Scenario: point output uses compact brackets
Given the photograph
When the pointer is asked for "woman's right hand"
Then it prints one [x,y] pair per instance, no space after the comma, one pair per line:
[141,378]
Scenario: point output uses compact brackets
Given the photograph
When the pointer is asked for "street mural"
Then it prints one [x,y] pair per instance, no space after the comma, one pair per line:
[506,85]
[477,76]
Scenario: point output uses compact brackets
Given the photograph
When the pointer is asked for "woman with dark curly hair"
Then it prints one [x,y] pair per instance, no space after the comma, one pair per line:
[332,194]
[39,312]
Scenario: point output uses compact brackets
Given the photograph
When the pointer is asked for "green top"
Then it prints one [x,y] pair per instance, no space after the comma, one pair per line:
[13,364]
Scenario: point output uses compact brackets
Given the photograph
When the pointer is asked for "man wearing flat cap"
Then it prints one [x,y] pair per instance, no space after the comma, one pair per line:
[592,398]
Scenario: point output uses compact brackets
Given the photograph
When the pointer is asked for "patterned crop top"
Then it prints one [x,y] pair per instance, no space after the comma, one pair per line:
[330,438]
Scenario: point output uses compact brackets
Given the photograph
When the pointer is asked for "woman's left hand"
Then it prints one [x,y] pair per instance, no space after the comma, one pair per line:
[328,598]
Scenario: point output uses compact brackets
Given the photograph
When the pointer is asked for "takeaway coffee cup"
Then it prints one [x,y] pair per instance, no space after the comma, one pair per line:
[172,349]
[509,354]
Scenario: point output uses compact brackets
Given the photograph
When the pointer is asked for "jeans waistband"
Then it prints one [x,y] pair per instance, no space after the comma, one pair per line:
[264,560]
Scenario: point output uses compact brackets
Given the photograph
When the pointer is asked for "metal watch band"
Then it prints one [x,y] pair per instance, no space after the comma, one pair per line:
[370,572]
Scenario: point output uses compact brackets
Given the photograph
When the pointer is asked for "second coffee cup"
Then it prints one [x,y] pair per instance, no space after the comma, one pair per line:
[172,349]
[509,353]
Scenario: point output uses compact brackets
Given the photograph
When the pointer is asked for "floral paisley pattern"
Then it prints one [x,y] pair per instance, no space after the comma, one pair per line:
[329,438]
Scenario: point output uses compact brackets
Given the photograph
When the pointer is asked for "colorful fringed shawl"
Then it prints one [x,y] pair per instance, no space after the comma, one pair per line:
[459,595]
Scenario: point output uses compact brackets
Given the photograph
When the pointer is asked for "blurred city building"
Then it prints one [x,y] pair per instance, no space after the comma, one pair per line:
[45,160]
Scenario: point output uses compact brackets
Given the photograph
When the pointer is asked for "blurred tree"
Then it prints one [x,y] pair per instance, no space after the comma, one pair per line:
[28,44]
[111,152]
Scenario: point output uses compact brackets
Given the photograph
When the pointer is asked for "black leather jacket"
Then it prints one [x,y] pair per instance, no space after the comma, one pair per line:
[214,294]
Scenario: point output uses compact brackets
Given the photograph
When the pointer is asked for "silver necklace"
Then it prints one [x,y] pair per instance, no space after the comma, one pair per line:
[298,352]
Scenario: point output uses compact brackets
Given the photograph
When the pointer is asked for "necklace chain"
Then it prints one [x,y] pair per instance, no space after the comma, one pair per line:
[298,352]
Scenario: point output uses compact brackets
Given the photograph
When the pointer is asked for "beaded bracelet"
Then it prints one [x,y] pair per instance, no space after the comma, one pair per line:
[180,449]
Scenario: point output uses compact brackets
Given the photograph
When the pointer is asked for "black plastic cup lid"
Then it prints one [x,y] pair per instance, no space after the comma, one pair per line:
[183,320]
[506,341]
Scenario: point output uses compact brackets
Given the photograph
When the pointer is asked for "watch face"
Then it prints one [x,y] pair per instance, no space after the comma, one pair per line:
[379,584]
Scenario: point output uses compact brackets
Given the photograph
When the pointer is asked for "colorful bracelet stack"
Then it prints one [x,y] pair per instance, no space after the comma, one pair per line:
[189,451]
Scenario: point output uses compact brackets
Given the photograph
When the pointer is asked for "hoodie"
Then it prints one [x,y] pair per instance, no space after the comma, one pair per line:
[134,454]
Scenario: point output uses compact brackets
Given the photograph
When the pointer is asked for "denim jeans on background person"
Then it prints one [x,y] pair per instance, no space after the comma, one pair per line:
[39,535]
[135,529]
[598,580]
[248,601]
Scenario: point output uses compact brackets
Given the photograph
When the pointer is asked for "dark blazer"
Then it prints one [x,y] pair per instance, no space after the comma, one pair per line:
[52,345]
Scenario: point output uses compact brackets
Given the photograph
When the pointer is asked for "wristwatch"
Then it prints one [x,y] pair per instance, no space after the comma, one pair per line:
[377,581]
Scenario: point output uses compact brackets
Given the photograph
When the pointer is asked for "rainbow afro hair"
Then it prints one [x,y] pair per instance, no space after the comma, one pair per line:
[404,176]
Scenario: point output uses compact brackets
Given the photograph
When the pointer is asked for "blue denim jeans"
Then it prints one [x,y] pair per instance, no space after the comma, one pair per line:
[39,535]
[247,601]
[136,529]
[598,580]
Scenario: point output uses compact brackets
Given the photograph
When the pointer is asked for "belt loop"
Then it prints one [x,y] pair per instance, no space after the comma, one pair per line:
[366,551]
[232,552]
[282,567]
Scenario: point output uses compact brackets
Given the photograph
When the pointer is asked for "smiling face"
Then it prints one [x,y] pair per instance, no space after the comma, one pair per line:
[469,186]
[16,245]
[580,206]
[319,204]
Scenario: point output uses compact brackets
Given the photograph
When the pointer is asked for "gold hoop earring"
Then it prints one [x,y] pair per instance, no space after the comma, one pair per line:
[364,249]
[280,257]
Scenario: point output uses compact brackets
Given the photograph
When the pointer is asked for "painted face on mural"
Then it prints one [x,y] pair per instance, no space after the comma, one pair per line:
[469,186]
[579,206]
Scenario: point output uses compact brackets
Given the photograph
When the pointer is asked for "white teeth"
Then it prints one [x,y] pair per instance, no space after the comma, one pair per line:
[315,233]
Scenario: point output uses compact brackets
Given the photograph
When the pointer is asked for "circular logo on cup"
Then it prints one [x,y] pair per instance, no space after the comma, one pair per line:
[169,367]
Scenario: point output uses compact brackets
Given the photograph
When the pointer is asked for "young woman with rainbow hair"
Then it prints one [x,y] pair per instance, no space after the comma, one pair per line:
■ ■ ■ ■ ■
Challenge
Above are some records; repeat all of them exactly.

Problem solution
Scenario: point output uses compact brackets
Given the photograph
When the pointer is asked for "woman's right hand"
Then it prints one [x,y] pair per instance, no space after the comma, one pair per line:
[141,378]
Scenario: point output uses compact brackets
Given the photograph
When the pointer is asked for "street mural"
Then it prints one [x,y] pair per instance, no space after the comma, one pair per line:
[506,85]
[477,76]
Scenario: point output uses compact brackets
Given the photograph
When the pointer is asked for "woman with dark curly hair"
Then it prints one [x,y] pair per instance, no space after the comma, one pair per line:
[332,194]
[39,312]
Scenario: point output uses compact brackets
Given the photograph
When the pointer is asked for "green top"
Then it prints one [x,y] pair per instance, no space after the comma, one pair per line:
[13,364]
Scenario: point output uses compact brackets
Given the photograph
When the pointer is asked for "man wearing flat cap"
Then it prints one [x,y] pair per instance, no space after the comma, one pair per line:
[592,398]
Scenario: point output uses compact brackets
Given the photograph
When the pointer is asked for "patterned crop top"
Then it prints one [x,y] pair per instance, no space after the comma, one pair per line:
[330,438]
Scenario: point output uses compact brackets
Given the photograph
When the pointer is asked for "woman's left hand"
Then it prints one [x,y] pair per instance, no space after the comma, one pair per line:
[328,598]
Scenario: point output uses compact brackets
Given the photograph
When the pointer is asked for "takeaway coffee cup"
Then it prints one [x,y] pair per instance, no space after the comma, one pair per line:
[172,349]
[509,354]
Scenario: point output uses compact brackets
Given the photograph
When the pointer is asked for "jeans waistband"
Then it prints one [x,y] pair per instance, no space after the comma, one pair per line:
[264,560]
Scenario: point output uses compact brackets
Given the photograph
When the pointer is asked for "metal watch band"
Then it prints one [x,y] pair per instance, no space after the comma, one pair per line:
[370,572]
Scenario: point output uses compact brackets
Given the photograph
When the pointer is asked for "second coffee cup"
Then it prints one [x,y] pair per instance, no space after the comma, one pair per line:
[172,349]
[509,353]
Scenario: point output uses compact brackets
Given the photograph
When the pointer is asked for "floral paisley pattern"
Then it prints one [x,y] pair per instance, no space after the comma, one pair per line:
[329,438]
Scenario: point output uses compact brackets
Given the photograph
When the pointer is asked for "colorful fringed shawl"
Then it prints one [x,y] pair per instance, no space after the comma, one pair per line:
[459,595]
Scenario: point output uses compact brackets
Given the photograph
When the pointer is asked for "blurred city building"
Then it prints one [x,y] pair per instance, no space after the comma, one pair per line:
[45,160]
Scenario: point output uses compact brackets
Given the photograph
When the pointer is asked for "blurred tree"
Then it prints one [x,y] pair per instance, no space after the comma, one pair per line:
[28,44]
[111,152]
Scenario: point output uses compact brackets
Given the photograph
When the pointer is asked for "black leather jacket"
Then it prints one [x,y] pair per instance, no space after the comma, one pair per line:
[214,294]
Scenario: point output uses compact brackets
Given the photograph
When the pointer is asked for "silver necklace"
Then it prints one [x,y] pair per instance, no space after the comma, one pair per line:
[298,352]
Scenario: point output uses compact brackets
Given the photograph
When the pointer is asked for "necklace chain"
Then it prints one [x,y] pair per instance, no space after the comma, one pair per line:
[298,352]
Scenario: point output uses compact brackets
Given the photograph
When the pointer is asked for "beaded bracelet"
Then it prints one [x,y] pair per instance, no space after the comma, one pair per line:
[180,449]
Scenario: point output uses compact brackets
Given the photograph
When the pointer is asked for "black plastic cup lid"
Then it prints one [x,y] pair per instance, no space after the comma, one pair per line:
[183,320]
[506,341]
Scenario: point output uses compact brackets
Given the photograph
When the pointer is asked for "watch face"
Then it prints one [x,y] pair per instance, no space after the comma, one pair per line:
[379,584]
Scenario: point output uses compact brackets
Given the photograph
When the pointer is asked for "colorful bracelet stack"
Then it prints one [x,y] pair per instance, no space after the comma, one pair per line:
[189,451]
Scenario: point output uses compact brackets
Given the photograph
When the pointer is asked for "hoodie"
Then it prints one [x,y] pair per instance, no space after the comma, one pair per line:
[134,454]
Scenario: point output uses compact brackets
Given the photograph
When the pointer is asked for "denim jeans on background person"
Then it prints one [x,y] pair per instance, no space after the comma, one pair per line:
[39,535]
[135,529]
[598,580]
[248,601]
Scenario: point output uses compact brackets
Given the photograph
When the pointer is asked for "dark blazer"
Then it prints one [x,y] pair per instance, no space after the comma, one pair per line:
[52,345]
Scenario: point output uses compact brackets
Given the photograph
When the pointer is asked for "wristwatch"
Then it prints one [x,y] pair per instance, no space after the comma, one pair per line:
[377,581]
Scenario: point output uses compact brackets
Given the photograph
When the pointer is asked for "rainbow afro hair"
Then it prints one [x,y] pair per instance, no space after the comma, one pair per line:
[404,176]
Scenario: point output uses compact brackets
Given the photograph
When the pointer is asked for "blue denim jeans"
Then it prints one [x,y] pair per instance, no space after the comma, one pair per line:
[39,535]
[247,601]
[136,529]
[598,580]
Scenario: point output uses compact brackets
Given the photograph
When the pointer is asked for "belt loop"
Then it prints one [x,y] pair per instance, no space after the comma, one pair per line:
[366,551]
[232,552]
[282,567]
Scenario: point output uses compact brackets
Given the photograph
When the pointer is asked for "smiling face"
Then it prints one [x,y] pair per instance, no space after the comma, one pair per line:
[469,186]
[16,245]
[580,206]
[319,204]
Scenario: point output uses compact brackets
Given the photograph
When the pointer is asked for "gold hoop earring"
Then it prints one [x,y] pair per instance, no space after the comma, one pair per line:
[364,249]
[280,257]
Scenario: point output uses compact brackets
Given the photograph
When the pointer is asked for "painted face on mural"
Then it prints one [x,y] pair per instance, no space after the comma, one pair per line:
[469,186]
[579,206]
Scenario: point output uses compact brackets
Given the photograph
When the pointer is asked for "white teeth"
Then it prints one [x,y] pair per instance, no space after the comma, one pair per line:
[315,233]
Scenario: point output uses compact brackets
Given the photograph
When the pointer is asked for "circular logo on cup"
Then it prints one [x,y] pair per instance, no space after the comma, one pair per line:
[169,367]
Scenario: point output uses compact brackets
Given the photograph
When the pointer is asked for "young woman with rainbow hair"
Then it prints one [x,y] pair per instance, no space after the comma, one pair per line:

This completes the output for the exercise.